§ **Task brief**
Write out the rows below again, changing "shower head" to "towel rack" wherever it occurs and leaving everything else as it is.

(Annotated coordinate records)
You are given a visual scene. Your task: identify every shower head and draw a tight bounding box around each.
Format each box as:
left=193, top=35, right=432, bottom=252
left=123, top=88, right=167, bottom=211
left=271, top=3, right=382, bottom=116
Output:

§ **Solution to this task**
You are given a visual scene. Your task: identify every towel rack and draw a tight bounding box around each.
Format each box as:
left=193, top=35, right=432, bottom=252
left=123, top=88, right=167, bottom=211
left=271, top=3, right=382, bottom=116
Output:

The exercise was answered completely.